**Data extract:**
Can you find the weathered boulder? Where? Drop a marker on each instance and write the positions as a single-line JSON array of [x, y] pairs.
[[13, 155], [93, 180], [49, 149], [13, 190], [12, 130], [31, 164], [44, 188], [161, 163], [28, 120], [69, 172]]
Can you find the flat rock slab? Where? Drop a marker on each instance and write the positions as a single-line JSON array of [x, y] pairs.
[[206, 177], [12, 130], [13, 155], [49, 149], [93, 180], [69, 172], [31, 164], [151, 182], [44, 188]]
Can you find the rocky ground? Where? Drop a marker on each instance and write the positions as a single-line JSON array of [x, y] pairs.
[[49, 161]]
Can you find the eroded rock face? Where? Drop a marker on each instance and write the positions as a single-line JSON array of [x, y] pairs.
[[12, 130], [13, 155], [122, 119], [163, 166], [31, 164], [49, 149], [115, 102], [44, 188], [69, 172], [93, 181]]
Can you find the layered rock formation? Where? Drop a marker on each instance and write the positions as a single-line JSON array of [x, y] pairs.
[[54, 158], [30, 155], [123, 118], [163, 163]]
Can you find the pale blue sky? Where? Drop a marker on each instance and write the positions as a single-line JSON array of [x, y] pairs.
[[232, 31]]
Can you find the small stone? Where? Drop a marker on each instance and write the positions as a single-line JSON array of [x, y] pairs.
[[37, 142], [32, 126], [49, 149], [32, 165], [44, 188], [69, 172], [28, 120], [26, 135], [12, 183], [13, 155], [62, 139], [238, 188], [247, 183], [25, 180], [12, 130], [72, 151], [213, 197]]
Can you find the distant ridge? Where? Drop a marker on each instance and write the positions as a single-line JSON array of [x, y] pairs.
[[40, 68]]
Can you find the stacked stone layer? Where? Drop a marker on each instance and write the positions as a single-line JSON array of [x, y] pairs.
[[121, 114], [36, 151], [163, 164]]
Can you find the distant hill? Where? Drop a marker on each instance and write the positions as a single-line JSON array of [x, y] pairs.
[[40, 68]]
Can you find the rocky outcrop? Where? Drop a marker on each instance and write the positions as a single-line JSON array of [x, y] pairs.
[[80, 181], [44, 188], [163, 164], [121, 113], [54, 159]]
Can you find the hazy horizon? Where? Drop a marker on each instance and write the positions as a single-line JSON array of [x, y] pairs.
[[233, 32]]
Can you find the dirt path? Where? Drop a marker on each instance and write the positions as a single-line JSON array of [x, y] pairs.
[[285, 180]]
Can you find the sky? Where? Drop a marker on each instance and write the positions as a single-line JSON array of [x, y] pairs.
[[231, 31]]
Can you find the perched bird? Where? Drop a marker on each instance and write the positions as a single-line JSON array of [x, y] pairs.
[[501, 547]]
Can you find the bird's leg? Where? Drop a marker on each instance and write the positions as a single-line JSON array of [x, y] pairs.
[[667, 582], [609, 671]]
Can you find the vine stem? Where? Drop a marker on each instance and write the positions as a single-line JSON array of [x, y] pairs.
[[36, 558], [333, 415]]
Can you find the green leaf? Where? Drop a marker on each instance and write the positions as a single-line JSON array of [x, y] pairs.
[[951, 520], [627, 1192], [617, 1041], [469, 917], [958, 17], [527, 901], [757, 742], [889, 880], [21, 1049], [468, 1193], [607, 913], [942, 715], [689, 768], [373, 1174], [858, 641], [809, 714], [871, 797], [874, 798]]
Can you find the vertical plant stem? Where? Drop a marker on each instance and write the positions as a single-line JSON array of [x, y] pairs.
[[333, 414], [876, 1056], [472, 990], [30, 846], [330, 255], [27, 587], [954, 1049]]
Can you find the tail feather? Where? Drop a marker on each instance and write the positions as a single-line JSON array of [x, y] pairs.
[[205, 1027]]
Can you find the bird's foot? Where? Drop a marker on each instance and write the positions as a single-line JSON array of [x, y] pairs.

**Challenge:** Give back all the records exactly as they stand.

**Expected output:**
Can you find the weathered boulder? Where? Drop a marker on each instance and write the positions as a single-line JSON array of [x, y] pairs.
[[13, 155], [93, 180], [49, 149], [13, 190], [12, 130], [31, 164], [44, 188], [161, 163], [28, 120], [69, 172]]
Can you find the flat rock slab? Where? Drop a marker on each instance and write the positions as a single-line JSON array of [x, y] pairs.
[[206, 177], [12, 130], [13, 155], [49, 149], [93, 180], [69, 172], [31, 164], [151, 182], [44, 188]]
Can you find the rocky ground? Where? Drop a marker on each instance and write the positions as a single-line JSON array of [x, y] pairs.
[[49, 161]]
Can you find the eroded rock face? Where? Drop a marker on each instance and write the positions as a single-line JSON array of [x, y] pairs.
[[12, 130], [13, 155], [122, 119], [163, 166], [31, 164], [49, 149], [115, 102], [44, 188], [69, 172], [93, 181]]
Can you find the layered rock formation? Where? Drop a marker on each instance and write the positions as a single-line JSON array of [x, y] pairs.
[[54, 158], [30, 155], [123, 118], [163, 163]]
Can you find the pale blue sky? Where? Drop a marker on each instance and write the positions as a single-line JSON array of [x, y] pairs.
[[232, 31]]
Can you find the small stone? Where? Drop a marker on each instance and write the positions as a single-line JSON array of [x, y] pairs.
[[37, 142], [32, 126], [49, 149], [32, 165], [44, 188], [69, 172], [28, 120], [26, 135], [12, 183], [13, 155], [62, 139], [238, 188], [247, 183], [25, 180], [12, 130], [72, 151], [213, 197]]
Can you find the distant ridge? Where? Drop a marker on each instance and write the positions as a single-line JSON array of [x, y] pairs.
[[40, 68]]
Can you find the stacked stone layer? Where? Drop a marker on each instance and write the positions as a single-line JSON array of [x, y] pairs.
[[121, 114], [36, 151], [163, 164]]
Can you find the distant hill? Where? Drop a marker on each instance and write the positions as a single-line JSON array of [x, y] pairs.
[[40, 68]]
Can you find the rocky outcrop? Where? Drop a marker on each instance and write the positions as a single-line JSON array of [x, y] pairs.
[[80, 181], [44, 188], [163, 164], [121, 113], [54, 159]]
Can you find the hazy horizon? Where? Drop a marker on each instance and write the positions as a single-line JSON array of [x, y] pairs.
[[233, 32]]
Can you find the dirt path? Where? Drop a marker on each instance and write the positions as a single-line JSON array of [x, y] pairs.
[[285, 180]]
Can you find the sky? Where? Drop a marker on each instance and write the positions as a single-line JSON array of [x, y] pairs.
[[231, 31]]
Can you find the perched bird? Where? Drop a marker on each instance and write the positions as a single-line JSON array of [x, y] pairs.
[[501, 547]]
Can you find the bird's leg? Where? Drop a marker on each instance and write the positions as a single-line JSON array of [x, y] pairs.
[[667, 582], [609, 671]]
Can you find the vine stem? Where? Drop a marker on each instance and write the positions as a single-line JSON array of [x, y] pairs.
[[36, 558], [333, 415]]
Can you find the green leaf? Where? Drop a marker on each instance and write the positions as a single-line JSON array of [x, y] pairs.
[[951, 520], [627, 1192], [617, 1041], [469, 917], [958, 17], [527, 901], [757, 742], [889, 880], [21, 1049], [468, 1193], [607, 913], [942, 715], [689, 768], [373, 1174], [858, 641], [809, 714], [871, 797], [874, 798]]
Can you find the vertical plant stem? Where? Drop a marker on each instance and write the positions as a single-line JSON array of [x, y] pairs.
[[333, 414], [876, 1056], [472, 990], [30, 846], [330, 255], [27, 587], [954, 1049]]
Can you find the tail feather? Where? Drop a marker on each instance and write the positions as a single-line JSON array of [x, y] pairs.
[[205, 1027]]
Can you find the bird's foot? Where? Drop a marker on each instance and write the positions as a single-line JSON array of [x, y] pairs.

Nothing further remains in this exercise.